- [Assignment]: Print the range of lines that opens with the line containing "Could you please spot the person leaning" and closes with the last line of the listing. Include both ends; print nothing more.

- [Given data]:
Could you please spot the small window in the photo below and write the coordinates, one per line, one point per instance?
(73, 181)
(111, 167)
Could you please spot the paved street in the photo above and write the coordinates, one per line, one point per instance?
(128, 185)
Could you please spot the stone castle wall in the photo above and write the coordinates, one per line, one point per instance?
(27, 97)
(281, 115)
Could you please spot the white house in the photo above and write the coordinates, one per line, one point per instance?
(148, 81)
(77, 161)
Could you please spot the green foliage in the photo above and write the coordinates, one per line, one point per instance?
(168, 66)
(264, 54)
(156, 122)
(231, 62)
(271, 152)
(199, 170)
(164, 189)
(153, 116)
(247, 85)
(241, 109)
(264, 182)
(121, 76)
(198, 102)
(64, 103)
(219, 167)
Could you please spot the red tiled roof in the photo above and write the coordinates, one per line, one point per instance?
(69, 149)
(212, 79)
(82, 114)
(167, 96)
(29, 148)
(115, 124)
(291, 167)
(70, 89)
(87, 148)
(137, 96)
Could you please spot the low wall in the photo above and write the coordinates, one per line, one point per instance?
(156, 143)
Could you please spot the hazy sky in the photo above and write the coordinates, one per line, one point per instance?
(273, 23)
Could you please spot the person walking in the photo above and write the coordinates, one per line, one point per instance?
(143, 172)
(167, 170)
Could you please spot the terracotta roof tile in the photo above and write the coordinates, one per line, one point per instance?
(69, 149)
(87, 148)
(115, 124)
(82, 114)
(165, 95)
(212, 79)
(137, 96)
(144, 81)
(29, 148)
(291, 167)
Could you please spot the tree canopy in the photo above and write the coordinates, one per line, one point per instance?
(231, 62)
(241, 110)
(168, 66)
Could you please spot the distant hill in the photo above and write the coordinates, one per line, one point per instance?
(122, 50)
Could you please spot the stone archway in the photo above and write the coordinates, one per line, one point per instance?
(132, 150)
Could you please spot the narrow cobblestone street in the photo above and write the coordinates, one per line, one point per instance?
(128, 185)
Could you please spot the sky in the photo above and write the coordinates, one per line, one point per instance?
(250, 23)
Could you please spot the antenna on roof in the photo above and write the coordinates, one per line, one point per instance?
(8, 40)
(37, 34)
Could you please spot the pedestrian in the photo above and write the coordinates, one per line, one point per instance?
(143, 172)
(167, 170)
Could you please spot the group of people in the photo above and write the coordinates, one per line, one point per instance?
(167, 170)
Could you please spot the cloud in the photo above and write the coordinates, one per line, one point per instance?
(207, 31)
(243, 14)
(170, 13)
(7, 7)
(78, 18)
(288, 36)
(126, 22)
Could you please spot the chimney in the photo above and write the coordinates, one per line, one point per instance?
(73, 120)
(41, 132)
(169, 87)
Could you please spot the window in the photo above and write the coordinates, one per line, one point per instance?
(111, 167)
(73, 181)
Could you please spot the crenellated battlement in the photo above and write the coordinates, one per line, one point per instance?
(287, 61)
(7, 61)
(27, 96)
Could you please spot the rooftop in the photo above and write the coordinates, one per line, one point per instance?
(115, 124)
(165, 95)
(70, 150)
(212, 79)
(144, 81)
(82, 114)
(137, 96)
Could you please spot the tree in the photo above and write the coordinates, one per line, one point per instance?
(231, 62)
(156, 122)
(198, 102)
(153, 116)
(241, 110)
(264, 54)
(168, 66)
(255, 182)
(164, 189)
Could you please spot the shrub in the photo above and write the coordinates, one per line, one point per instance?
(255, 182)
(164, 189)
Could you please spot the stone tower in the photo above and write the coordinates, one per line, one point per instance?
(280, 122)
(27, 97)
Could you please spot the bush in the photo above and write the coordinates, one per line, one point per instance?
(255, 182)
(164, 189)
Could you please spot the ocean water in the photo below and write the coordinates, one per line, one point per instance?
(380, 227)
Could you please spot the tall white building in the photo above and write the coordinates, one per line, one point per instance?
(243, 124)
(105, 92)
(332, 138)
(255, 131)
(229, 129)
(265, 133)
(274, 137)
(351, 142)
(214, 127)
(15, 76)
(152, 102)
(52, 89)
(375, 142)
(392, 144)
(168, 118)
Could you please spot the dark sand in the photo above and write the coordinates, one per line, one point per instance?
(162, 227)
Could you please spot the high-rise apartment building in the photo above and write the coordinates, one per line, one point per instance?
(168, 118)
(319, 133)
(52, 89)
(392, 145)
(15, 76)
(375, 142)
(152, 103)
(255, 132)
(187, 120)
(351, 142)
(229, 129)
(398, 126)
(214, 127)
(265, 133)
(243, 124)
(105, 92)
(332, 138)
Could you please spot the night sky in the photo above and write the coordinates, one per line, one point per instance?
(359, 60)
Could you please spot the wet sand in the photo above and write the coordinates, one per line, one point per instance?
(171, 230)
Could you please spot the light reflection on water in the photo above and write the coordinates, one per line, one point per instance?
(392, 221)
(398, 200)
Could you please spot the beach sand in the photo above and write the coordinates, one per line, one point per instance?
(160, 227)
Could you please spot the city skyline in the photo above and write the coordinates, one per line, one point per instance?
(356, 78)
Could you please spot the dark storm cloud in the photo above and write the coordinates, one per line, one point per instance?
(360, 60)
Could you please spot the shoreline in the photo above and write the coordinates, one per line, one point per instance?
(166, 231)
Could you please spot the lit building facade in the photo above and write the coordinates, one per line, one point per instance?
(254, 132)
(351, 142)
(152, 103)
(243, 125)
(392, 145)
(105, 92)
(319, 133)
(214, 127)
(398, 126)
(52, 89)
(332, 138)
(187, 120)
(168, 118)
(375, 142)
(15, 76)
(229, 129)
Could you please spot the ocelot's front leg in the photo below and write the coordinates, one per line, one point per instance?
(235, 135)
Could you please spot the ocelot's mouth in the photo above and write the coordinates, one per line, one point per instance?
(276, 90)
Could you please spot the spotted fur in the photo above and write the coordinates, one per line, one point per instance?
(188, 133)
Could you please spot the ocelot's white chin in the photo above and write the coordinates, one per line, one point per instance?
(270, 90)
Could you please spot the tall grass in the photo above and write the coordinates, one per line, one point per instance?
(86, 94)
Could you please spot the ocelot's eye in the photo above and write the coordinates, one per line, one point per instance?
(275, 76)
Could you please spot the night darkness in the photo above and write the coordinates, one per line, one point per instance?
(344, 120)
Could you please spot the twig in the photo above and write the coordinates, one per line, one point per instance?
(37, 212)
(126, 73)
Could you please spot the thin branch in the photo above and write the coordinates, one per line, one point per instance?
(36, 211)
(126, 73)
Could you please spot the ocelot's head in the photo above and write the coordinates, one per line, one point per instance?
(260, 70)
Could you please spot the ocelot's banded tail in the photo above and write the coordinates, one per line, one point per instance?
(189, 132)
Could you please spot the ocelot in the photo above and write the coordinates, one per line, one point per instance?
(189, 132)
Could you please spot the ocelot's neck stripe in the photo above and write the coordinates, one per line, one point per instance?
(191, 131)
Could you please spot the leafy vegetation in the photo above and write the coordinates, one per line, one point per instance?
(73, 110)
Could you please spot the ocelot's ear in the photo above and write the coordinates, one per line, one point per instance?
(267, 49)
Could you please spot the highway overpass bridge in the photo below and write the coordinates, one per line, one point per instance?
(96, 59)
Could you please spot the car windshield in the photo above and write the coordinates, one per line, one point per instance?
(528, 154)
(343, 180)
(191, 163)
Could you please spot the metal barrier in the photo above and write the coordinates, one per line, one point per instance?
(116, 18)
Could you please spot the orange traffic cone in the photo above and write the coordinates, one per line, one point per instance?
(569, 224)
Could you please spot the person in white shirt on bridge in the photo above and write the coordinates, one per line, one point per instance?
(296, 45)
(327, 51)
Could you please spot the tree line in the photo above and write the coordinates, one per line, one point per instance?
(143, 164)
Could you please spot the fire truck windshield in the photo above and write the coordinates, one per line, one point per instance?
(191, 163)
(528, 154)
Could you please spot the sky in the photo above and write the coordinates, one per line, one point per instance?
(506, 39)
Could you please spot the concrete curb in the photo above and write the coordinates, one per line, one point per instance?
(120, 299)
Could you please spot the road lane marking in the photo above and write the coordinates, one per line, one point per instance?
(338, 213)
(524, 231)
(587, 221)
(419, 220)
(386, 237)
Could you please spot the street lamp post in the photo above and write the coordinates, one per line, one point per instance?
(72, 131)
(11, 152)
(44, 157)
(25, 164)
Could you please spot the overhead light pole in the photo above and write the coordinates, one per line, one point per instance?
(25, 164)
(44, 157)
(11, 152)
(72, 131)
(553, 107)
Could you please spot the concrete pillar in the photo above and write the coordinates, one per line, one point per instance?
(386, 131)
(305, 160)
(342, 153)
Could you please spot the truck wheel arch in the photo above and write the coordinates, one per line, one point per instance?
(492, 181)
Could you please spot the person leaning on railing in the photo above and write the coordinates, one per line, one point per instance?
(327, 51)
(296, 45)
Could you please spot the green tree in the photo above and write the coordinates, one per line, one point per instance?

- [Response for this exercise]:
Could you please spot the person leaning on railing in the photo above and write the coordinates, one per line, one point per instance?
(327, 51)
(296, 45)
Could you please spot the green tree in the photo above and write the coordinates, one per line, one point per instance?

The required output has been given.